══ Given records

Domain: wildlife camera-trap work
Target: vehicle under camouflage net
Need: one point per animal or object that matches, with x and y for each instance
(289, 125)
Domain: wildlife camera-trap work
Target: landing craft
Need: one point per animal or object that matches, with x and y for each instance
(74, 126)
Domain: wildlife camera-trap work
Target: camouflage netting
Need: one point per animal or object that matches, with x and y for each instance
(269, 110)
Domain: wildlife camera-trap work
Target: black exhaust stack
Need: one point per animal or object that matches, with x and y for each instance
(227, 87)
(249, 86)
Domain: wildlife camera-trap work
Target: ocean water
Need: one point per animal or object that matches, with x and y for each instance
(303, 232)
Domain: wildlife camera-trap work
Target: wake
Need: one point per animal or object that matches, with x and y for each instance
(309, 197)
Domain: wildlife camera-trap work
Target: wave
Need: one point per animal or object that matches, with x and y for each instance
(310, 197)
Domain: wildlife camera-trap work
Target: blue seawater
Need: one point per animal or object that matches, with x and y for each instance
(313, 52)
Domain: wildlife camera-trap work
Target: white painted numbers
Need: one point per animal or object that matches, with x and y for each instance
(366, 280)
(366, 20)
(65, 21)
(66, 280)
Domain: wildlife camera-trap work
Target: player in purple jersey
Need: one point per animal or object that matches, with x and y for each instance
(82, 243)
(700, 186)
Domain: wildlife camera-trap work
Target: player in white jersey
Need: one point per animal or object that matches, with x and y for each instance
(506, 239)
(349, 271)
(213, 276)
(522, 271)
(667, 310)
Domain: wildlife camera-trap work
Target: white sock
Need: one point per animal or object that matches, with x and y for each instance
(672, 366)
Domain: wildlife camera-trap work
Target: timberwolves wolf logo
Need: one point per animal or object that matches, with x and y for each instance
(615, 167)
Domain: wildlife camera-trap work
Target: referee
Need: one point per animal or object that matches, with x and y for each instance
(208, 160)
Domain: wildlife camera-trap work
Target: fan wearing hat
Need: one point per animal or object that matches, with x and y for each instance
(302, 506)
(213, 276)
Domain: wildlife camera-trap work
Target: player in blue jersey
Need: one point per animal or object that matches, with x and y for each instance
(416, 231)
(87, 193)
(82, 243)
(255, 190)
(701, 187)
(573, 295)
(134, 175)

════

--- What you are asked to do ---
In the entries above, which lines hold the word "camouflage"? Copy them out.

--- Solution ---
Target: vehicle under camouflage net
Target: camouflage netting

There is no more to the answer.